[Natural language region descriptions]

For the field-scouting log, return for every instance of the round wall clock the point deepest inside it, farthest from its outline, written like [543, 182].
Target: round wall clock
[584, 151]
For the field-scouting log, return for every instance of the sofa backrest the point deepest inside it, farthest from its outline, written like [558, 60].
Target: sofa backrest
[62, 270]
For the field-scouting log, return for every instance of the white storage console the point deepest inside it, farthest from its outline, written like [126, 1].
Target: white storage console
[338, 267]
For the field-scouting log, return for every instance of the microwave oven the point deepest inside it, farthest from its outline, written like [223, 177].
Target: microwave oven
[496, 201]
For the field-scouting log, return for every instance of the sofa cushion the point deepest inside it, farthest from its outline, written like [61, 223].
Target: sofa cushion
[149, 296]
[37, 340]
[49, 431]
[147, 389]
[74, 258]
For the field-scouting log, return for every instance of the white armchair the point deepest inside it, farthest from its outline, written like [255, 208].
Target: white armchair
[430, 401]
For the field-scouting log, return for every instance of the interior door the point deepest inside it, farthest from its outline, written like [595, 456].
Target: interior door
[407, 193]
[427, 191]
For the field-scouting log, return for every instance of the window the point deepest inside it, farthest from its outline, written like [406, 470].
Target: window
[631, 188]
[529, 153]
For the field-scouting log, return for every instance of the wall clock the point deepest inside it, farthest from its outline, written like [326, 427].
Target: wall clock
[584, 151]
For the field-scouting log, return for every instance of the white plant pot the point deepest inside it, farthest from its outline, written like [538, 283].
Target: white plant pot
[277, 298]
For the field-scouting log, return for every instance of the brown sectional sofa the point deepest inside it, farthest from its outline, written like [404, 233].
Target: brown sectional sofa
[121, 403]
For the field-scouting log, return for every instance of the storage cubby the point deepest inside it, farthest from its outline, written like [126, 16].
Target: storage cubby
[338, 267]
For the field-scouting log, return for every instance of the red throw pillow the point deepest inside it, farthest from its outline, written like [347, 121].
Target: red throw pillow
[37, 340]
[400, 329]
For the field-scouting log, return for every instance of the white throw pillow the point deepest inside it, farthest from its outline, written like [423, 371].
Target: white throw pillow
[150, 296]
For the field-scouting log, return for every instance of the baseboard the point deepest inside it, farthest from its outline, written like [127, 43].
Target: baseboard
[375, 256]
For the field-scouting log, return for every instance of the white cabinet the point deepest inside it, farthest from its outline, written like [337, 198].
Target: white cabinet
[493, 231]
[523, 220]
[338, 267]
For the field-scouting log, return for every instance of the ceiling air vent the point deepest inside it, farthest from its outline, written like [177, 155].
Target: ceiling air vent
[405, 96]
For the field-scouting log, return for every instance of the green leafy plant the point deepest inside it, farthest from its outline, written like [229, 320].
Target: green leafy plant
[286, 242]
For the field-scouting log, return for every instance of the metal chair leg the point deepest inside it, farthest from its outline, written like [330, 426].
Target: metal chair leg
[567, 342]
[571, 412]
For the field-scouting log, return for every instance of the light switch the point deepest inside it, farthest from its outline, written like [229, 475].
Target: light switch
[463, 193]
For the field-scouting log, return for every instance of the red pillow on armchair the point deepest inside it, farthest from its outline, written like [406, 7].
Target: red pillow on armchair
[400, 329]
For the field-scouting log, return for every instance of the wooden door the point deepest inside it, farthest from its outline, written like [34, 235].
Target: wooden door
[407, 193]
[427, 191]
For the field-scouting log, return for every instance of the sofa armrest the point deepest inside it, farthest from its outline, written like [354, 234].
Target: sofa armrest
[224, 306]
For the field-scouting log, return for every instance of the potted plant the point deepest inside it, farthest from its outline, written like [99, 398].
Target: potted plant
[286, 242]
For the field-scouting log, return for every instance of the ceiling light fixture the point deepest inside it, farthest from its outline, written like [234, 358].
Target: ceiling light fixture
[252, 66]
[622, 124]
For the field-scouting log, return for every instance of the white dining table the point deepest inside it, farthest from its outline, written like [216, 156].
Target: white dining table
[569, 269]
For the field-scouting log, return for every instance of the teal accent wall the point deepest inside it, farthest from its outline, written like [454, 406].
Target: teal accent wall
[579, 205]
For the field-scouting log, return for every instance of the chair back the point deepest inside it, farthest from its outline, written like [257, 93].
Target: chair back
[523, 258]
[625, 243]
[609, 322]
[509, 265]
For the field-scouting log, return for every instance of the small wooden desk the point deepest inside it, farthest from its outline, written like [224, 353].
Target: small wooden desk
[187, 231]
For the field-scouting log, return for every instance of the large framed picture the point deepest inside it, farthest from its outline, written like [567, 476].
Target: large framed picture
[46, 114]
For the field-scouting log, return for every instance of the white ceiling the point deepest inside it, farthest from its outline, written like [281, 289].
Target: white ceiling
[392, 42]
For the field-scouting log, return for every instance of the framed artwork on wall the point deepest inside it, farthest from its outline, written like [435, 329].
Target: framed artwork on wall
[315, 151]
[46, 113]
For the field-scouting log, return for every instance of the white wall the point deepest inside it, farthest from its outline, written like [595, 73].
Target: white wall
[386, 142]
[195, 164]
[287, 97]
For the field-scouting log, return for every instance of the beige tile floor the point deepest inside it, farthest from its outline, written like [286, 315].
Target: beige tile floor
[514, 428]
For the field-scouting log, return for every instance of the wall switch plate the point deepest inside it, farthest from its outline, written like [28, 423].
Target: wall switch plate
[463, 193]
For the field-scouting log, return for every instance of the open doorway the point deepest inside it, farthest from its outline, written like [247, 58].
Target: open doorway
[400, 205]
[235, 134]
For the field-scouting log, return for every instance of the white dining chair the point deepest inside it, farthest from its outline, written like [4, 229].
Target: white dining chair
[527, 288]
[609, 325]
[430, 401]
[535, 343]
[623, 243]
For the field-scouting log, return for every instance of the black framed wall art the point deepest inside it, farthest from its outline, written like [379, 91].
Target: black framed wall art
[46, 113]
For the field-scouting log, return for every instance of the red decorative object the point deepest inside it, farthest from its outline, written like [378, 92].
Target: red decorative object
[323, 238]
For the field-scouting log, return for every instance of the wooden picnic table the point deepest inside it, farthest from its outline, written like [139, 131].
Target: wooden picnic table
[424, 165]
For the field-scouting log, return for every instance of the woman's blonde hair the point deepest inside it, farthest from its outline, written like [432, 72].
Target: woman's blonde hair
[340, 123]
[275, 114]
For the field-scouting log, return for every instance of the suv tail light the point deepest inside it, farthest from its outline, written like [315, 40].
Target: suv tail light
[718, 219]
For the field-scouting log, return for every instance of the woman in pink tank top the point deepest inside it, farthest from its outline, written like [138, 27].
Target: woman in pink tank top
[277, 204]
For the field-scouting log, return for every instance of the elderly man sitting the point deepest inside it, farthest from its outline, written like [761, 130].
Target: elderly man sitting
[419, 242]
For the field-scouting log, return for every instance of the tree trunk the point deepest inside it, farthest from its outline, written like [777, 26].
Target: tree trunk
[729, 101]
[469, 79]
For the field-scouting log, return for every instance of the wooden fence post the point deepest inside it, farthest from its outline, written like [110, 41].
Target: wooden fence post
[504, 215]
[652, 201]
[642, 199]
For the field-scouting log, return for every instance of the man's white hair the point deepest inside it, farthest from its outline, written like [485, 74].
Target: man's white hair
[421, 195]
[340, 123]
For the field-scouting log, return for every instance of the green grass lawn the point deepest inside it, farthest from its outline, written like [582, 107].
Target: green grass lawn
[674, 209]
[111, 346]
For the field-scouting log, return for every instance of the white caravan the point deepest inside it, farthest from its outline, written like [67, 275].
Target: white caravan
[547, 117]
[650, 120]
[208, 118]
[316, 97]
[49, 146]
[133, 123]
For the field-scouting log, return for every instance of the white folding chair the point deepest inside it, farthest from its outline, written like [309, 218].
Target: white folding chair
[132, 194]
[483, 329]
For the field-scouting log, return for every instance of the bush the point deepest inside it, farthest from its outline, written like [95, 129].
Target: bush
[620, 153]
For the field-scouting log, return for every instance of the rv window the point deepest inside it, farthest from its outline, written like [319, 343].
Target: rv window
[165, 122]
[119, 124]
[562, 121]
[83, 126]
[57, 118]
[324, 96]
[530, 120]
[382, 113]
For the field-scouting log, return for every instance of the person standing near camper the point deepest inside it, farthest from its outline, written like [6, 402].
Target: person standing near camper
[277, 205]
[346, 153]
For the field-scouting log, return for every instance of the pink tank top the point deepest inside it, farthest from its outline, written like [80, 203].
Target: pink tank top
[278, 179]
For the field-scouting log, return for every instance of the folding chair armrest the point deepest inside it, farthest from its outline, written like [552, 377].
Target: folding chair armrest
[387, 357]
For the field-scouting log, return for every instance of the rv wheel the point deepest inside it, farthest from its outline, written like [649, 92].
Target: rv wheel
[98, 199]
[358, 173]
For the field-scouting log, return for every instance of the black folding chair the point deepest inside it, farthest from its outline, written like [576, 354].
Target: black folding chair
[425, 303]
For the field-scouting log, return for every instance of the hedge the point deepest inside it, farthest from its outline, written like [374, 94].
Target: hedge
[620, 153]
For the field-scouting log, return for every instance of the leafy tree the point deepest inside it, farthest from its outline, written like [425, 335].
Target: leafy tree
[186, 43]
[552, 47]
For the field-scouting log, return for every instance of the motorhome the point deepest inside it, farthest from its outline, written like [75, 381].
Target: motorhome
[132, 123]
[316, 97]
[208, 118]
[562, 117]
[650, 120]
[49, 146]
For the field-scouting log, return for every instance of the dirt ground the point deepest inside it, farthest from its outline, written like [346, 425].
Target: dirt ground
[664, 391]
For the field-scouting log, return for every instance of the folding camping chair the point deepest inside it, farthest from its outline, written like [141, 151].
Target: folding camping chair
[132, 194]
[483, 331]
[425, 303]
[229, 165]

### WHAT IS REQUIRED
Copy out, word for word, the part of the entries above that begins at the line with "Target: bush" and ends at the line with "like [319, 343].", including both.

### RESULT
Target: bush
[620, 153]
For the field-scouting log, return for every instance of the rv window the point deepest inside it, farthest from its outline, written like [319, 343].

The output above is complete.